- **Rumusan Tugas**
Jawablah pertanyaan berikut berdasarkan teks tentang penerbitan indi di bawah ini.
(a) Berapa buku yang diberikan penerbit mayor sebagai contoh cetak-terbit?
(b) Dua perusahaan penerbitan besar mana yang disebut melayani sistem POD, dan di kota mana masing-masing?
(c) Penerbit mana yang konon mulai terjun ke usaha POD atau publishing services?

- **Kutipan Teks**
::::
Persoalan mengeluarkan uang? Ini adalah salah satu
risiko. Sebuah penerbitkan indi atau POD selalu ada uang yang dikeluarkan.
Minimal uang untuk mendesai kaver, atau melayout isi, atau untuk mencetak buku.
Kalau pun ada penerbitan indi yang tidak menarik uang tetap saja ia akan
menagih harga buku jika penulisnya beli ke mereka, tidak seperti penerbit mayor
yang memberikan 5 atau 10 buku sebagai contoh cetak-terbit. Artinya ada
kesepakatan dalam melakukan 'bisnis' buku. Penulis menyediakan naskah dan uang,
penerbit indi menyediakan jasa buku sampai terbit atau istilah kerennya
pubslihing services. Rasanya tidak penerbitan indi, POD, dan atau publishing
services benar-benar gratis dalam memberikan layanannya. Jika menilik teori
komodifikasi Vincent Moscow atau Adorno, jika greatispun sebenarnya penulis
sedang dikomodifikasi oleh sang penerbit sedang dibuat seolah-olah penulis
tidak keluar sepeserpun padahal penerbit menarik keuntungan non-materi dari
sipenulis, ya sekecil-kecilnya keuntungan adalah brandcommunication dari si
penulis yang memberitakan bahwa "layanan penerbit ini oke" dan 'beli
dong buku saya di sini".
Kondisi ini yang menyebabkan beberapa penerbitkan
mayor besar menyediakan layanan ini. Meski pada awalnya beberapa penerbit
tersebut menyediakan jasa POD hanya untuk melihat kualitas dummy dari sebuah
buku, tapi apa yang dilakukan oleh Gramedia di Jakarta atau Kanisius di
Yogyakarta merupakan dua contoh perusahaan penerbitan besar yang melayani
sistem POD atau cetak sesuai jumlah pesanan, yang biasnaya terbatas. Konon
kabarnya Penerbit Mizan mulai terjun ke usaha POD atau publsihing services ini. Atau saat ini
saya lihat beberapa tempat fotokopi di Jakarta, Depok, Bandung, Surabaya,
Malang, atau Yogyakarta juga menyediakan jasa pubslihing services yang bisa
mewujudkan impian (calon) penulis menerbitkan buku.
::::
- **Informasi yang Tersedia**

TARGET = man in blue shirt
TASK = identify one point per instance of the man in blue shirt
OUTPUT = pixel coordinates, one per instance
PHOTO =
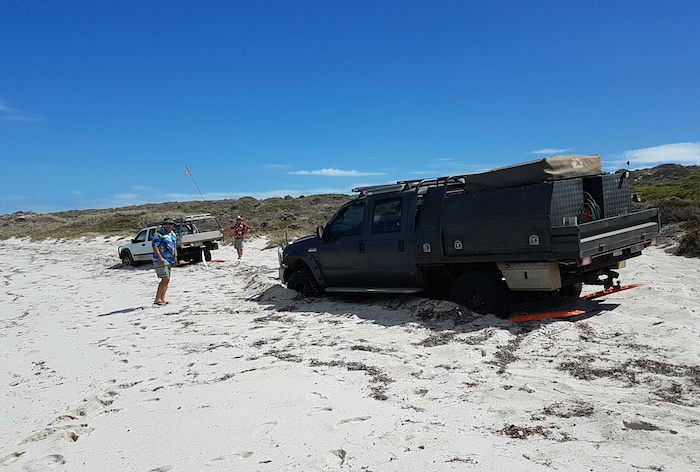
(164, 257)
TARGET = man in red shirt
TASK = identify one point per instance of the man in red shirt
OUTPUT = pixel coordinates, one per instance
(239, 229)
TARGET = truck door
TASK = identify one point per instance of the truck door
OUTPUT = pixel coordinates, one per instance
(342, 256)
(141, 249)
(387, 245)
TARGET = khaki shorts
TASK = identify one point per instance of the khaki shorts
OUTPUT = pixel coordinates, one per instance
(162, 271)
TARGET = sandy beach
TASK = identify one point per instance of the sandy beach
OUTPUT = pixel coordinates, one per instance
(238, 373)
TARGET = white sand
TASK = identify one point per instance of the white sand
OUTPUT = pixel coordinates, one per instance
(238, 373)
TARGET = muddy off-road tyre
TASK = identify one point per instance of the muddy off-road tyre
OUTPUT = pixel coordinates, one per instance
(303, 282)
(483, 293)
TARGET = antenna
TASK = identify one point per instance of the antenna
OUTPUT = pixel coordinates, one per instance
(187, 171)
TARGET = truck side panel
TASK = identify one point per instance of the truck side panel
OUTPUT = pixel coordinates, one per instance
(508, 221)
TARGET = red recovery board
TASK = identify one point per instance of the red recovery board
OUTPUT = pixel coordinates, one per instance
(568, 313)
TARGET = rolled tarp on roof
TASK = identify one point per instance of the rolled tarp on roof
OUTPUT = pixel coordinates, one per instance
(540, 170)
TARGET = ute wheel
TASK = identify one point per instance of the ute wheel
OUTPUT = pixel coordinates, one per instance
(572, 291)
(127, 260)
(482, 292)
(303, 282)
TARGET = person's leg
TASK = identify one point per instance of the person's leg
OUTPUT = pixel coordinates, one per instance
(163, 272)
(163, 287)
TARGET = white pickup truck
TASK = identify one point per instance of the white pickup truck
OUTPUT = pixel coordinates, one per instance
(197, 236)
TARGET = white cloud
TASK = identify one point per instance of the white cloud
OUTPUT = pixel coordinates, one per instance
(550, 151)
(11, 114)
(335, 173)
(678, 153)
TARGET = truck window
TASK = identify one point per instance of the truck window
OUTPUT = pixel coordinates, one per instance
(348, 222)
(386, 217)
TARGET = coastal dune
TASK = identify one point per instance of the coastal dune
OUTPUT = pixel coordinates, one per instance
(238, 373)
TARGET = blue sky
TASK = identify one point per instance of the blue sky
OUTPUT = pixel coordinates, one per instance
(104, 103)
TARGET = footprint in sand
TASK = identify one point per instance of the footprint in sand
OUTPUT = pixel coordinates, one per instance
(9, 459)
(227, 461)
(53, 459)
(162, 468)
(332, 460)
(264, 429)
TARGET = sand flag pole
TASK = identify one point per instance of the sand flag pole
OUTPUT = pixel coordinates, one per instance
(187, 172)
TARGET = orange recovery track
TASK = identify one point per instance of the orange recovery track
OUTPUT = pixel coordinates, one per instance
(568, 313)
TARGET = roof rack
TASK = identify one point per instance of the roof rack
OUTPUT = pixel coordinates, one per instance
(376, 189)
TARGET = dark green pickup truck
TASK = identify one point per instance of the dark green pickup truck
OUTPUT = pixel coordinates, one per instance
(550, 225)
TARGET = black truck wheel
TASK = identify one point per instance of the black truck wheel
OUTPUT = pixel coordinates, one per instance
(303, 282)
(482, 292)
(127, 260)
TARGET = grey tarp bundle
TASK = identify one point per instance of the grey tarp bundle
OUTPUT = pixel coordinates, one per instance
(541, 170)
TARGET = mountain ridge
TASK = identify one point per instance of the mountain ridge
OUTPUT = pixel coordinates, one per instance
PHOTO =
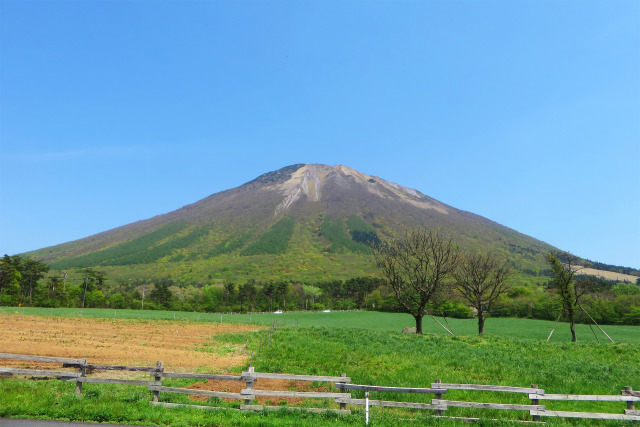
(316, 197)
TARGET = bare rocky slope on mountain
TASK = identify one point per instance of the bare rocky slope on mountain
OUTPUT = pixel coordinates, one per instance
(301, 221)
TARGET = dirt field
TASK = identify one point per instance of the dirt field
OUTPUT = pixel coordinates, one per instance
(122, 342)
(135, 343)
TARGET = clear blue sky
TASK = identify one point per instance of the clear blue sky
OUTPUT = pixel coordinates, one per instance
(526, 112)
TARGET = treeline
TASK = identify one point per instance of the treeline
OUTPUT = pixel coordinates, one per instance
(615, 268)
(607, 302)
(27, 282)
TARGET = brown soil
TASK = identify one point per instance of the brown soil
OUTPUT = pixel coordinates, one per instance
(137, 343)
(122, 342)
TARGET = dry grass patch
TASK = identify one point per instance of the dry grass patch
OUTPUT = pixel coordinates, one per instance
(120, 341)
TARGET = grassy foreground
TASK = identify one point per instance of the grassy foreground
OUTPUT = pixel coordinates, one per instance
(370, 355)
(369, 320)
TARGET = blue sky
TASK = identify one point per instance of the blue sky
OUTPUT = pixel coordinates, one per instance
(525, 112)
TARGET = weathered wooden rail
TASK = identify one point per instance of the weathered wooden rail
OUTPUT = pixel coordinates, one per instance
(78, 369)
(253, 376)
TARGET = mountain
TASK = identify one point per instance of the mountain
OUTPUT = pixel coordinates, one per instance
(301, 222)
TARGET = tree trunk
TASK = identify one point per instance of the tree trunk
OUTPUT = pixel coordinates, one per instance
(418, 323)
(480, 321)
(572, 325)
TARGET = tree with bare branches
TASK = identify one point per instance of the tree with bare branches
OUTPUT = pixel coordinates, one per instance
(416, 266)
(564, 267)
(480, 279)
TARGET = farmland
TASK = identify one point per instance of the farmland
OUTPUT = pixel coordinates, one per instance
(365, 345)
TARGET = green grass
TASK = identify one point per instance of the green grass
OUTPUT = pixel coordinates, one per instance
(376, 321)
(369, 348)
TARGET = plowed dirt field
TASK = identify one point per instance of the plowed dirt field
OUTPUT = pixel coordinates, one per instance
(179, 345)
(121, 341)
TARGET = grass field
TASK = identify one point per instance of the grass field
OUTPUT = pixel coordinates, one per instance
(370, 320)
(370, 349)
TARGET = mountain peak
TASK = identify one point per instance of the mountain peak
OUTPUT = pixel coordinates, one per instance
(313, 181)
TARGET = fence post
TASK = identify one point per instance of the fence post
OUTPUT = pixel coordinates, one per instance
(249, 382)
(82, 370)
(159, 368)
(630, 404)
(535, 402)
(342, 390)
(438, 396)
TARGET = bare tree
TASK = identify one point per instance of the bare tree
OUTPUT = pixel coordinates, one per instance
(480, 279)
(564, 267)
(416, 266)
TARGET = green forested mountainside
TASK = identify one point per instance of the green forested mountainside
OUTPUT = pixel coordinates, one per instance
(302, 222)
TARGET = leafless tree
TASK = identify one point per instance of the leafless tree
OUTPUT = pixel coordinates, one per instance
(480, 279)
(564, 267)
(415, 266)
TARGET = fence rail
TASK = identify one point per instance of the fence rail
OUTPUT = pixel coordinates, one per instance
(341, 383)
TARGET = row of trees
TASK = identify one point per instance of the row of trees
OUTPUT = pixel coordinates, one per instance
(424, 266)
(423, 272)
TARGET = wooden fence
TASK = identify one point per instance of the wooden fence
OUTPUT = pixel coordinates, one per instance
(77, 370)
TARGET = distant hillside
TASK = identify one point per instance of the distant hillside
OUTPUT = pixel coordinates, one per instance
(302, 222)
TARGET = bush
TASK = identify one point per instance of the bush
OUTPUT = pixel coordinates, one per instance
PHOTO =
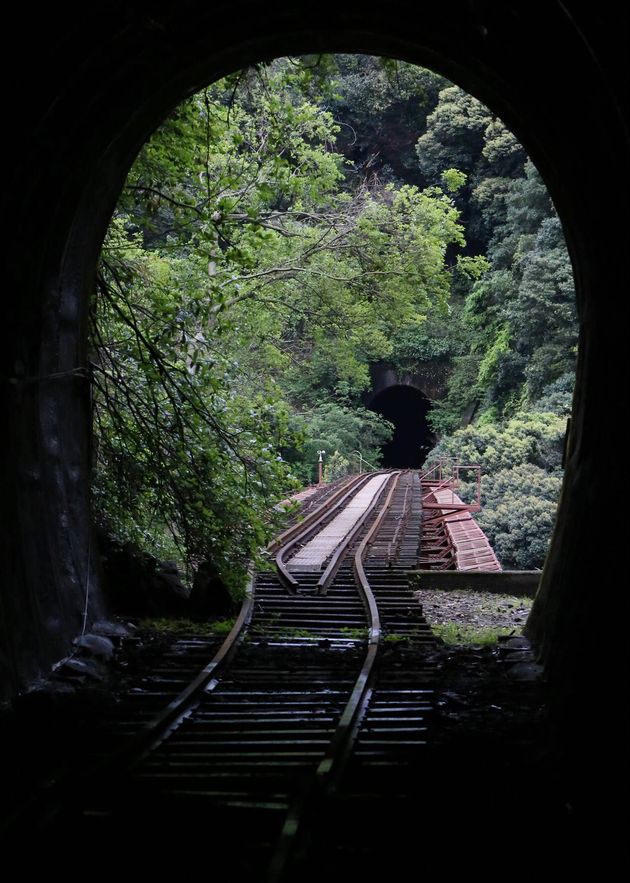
(520, 485)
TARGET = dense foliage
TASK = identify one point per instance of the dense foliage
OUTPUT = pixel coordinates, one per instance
(248, 279)
(284, 229)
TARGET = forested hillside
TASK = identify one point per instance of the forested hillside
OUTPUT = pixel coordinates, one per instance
(285, 228)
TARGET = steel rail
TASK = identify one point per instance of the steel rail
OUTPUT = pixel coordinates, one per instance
(335, 562)
(283, 538)
(153, 731)
(320, 515)
(331, 765)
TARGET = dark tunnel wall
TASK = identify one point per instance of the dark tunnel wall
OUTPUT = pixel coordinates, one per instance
(407, 408)
(89, 88)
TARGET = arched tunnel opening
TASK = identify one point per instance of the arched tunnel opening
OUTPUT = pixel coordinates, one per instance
(95, 106)
(407, 408)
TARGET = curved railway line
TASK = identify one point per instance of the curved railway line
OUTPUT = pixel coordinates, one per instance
(319, 698)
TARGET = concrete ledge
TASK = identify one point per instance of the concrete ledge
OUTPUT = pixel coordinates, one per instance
(507, 582)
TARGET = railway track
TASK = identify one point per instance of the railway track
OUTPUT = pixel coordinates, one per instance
(319, 699)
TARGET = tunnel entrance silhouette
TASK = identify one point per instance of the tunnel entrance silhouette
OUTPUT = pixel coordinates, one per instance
(407, 408)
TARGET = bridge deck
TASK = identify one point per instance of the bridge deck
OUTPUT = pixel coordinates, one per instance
(472, 549)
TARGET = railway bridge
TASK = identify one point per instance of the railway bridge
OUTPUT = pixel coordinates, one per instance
(319, 701)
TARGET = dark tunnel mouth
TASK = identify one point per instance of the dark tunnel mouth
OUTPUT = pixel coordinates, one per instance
(407, 408)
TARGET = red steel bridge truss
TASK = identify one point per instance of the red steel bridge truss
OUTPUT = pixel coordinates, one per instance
(451, 538)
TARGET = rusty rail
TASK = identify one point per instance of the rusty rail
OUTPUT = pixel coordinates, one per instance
(332, 764)
(311, 525)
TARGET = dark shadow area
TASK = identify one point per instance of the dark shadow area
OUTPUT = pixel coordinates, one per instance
(407, 409)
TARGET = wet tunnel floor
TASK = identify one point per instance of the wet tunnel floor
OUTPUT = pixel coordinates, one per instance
(407, 408)
(485, 782)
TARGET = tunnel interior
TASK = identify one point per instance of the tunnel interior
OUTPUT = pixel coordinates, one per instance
(407, 408)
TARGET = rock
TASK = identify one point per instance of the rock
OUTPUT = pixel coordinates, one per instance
(95, 645)
(74, 667)
(112, 629)
(138, 584)
(209, 595)
(519, 656)
(516, 644)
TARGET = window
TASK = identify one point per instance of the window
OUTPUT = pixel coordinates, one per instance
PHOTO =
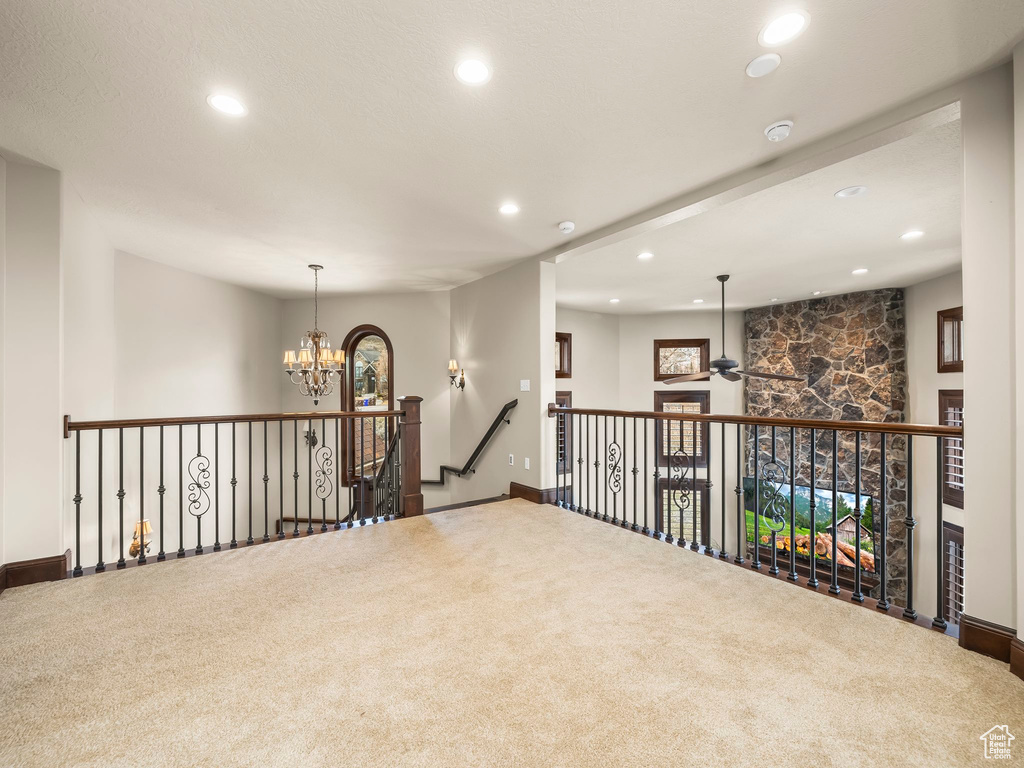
(951, 340)
(564, 399)
(951, 415)
(563, 355)
(952, 582)
(691, 437)
(369, 387)
(677, 356)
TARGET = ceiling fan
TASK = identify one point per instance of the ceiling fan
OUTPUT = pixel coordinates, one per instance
(724, 367)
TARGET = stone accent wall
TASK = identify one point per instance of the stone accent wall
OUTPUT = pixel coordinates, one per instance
(852, 348)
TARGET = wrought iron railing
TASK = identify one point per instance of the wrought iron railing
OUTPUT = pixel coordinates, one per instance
(187, 485)
(792, 480)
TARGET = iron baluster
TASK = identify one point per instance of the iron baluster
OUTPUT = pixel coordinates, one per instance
(121, 497)
(793, 505)
(858, 594)
(908, 611)
(939, 621)
(883, 545)
(834, 587)
(77, 570)
(812, 580)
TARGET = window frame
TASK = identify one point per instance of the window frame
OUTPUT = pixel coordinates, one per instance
(949, 398)
(956, 366)
(701, 396)
(702, 344)
(564, 342)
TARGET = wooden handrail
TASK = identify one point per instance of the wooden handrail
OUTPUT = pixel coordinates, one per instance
(926, 430)
(81, 426)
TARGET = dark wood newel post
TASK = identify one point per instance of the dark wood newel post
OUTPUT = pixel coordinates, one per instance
(412, 496)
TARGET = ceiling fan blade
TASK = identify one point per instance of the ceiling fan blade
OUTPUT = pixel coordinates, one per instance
(702, 376)
(759, 375)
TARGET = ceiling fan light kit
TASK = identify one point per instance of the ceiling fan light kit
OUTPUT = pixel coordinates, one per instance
(725, 367)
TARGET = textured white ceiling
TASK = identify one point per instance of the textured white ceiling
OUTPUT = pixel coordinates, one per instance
(794, 239)
(361, 152)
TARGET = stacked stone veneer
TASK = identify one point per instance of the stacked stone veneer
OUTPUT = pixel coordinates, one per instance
(852, 348)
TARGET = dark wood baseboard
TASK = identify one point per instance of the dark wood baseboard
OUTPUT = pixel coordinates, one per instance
(464, 505)
(1017, 657)
(25, 572)
(547, 496)
(984, 637)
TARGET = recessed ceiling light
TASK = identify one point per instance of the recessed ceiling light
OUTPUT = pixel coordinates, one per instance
(779, 131)
(472, 72)
(766, 64)
(227, 104)
(851, 192)
(782, 30)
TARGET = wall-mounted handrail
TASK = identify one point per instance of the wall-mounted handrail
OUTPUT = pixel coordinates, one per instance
(445, 469)
(878, 427)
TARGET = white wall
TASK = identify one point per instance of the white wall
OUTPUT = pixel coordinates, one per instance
(595, 357)
(924, 382)
(418, 325)
(32, 448)
(503, 330)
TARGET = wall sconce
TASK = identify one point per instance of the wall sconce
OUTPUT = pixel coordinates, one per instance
(453, 368)
(140, 538)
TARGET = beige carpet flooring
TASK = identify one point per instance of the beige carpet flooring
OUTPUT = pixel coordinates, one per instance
(504, 635)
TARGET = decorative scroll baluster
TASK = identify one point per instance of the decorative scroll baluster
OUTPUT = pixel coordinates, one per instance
(181, 494)
(939, 621)
(161, 489)
(908, 611)
(757, 499)
(740, 504)
(266, 489)
(792, 576)
(295, 473)
(216, 487)
(235, 486)
(722, 553)
(100, 566)
(140, 560)
(834, 587)
(77, 570)
(812, 580)
(858, 594)
(883, 545)
(121, 498)
(249, 486)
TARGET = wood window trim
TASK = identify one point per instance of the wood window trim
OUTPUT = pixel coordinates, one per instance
(357, 334)
(702, 344)
(564, 399)
(950, 398)
(564, 342)
(701, 396)
(956, 314)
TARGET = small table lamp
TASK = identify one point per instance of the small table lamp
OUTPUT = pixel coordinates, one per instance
(142, 529)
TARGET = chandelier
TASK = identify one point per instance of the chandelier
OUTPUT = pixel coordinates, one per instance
(316, 365)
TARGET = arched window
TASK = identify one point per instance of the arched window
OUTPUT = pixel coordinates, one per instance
(369, 386)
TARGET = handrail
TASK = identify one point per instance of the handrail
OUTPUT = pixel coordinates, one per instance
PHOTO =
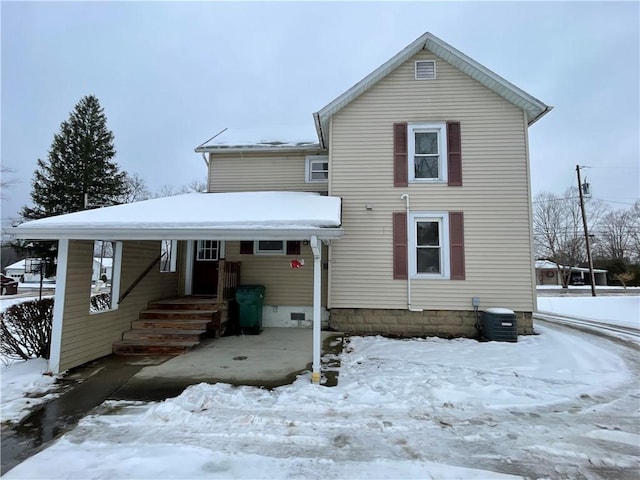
(141, 277)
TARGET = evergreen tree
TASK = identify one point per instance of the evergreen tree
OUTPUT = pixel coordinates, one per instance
(79, 166)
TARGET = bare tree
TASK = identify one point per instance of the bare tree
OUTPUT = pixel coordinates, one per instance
(615, 235)
(135, 189)
(558, 229)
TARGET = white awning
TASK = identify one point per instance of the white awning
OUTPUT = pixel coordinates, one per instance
(195, 216)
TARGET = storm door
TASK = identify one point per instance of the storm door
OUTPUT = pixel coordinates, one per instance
(205, 267)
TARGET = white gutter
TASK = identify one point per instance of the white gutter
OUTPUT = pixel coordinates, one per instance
(405, 197)
(131, 232)
(317, 314)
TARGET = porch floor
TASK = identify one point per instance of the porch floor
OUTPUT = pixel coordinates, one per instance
(273, 358)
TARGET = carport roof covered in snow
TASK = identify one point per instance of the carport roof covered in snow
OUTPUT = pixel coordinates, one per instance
(223, 216)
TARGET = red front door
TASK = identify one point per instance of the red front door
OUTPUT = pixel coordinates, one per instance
(205, 267)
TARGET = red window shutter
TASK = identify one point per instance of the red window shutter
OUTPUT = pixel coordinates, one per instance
(293, 247)
(456, 245)
(454, 154)
(400, 155)
(399, 246)
(246, 247)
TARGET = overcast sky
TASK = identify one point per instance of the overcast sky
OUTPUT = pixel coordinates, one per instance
(169, 75)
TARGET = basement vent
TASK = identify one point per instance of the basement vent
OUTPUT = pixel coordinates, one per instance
(426, 70)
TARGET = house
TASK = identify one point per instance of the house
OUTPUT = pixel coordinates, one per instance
(27, 269)
(414, 200)
(550, 273)
(102, 269)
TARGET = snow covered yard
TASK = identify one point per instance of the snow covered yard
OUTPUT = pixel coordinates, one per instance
(555, 405)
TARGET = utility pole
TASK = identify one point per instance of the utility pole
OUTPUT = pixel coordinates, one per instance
(586, 234)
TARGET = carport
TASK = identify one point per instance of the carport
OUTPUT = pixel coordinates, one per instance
(199, 216)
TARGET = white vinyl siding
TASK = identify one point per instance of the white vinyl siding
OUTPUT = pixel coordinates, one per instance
(260, 172)
(495, 197)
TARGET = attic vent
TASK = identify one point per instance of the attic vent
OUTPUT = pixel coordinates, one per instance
(426, 70)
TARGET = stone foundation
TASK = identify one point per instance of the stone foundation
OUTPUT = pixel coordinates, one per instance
(405, 323)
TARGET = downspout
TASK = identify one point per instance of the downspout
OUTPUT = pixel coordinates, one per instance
(317, 314)
(405, 197)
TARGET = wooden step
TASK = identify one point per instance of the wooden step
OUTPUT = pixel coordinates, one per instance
(179, 314)
(170, 323)
(151, 347)
(165, 334)
(185, 304)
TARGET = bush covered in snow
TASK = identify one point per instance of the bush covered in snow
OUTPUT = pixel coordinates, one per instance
(25, 329)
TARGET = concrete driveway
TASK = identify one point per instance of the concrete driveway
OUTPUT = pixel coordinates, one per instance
(273, 358)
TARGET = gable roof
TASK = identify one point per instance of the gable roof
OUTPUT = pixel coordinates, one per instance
(535, 108)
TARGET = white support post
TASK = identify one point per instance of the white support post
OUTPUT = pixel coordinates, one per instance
(58, 306)
(317, 313)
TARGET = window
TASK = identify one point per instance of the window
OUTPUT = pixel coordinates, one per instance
(426, 70)
(105, 282)
(269, 247)
(427, 152)
(169, 250)
(208, 250)
(429, 245)
(317, 169)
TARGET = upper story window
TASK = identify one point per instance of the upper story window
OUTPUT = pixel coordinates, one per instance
(317, 169)
(427, 152)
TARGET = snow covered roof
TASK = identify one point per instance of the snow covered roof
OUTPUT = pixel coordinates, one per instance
(535, 108)
(197, 216)
(263, 139)
(548, 265)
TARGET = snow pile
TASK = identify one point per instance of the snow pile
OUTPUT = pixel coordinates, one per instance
(24, 385)
(543, 407)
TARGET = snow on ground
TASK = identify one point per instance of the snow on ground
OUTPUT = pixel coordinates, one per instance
(24, 385)
(622, 310)
(554, 405)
::::
- **Jawaban Lengkap**
(a) 5 atau 10 buku.
(b) Gramedia di Jakarta dan Kanisius di Yogyakarta.
(c) Penerbit Mizan.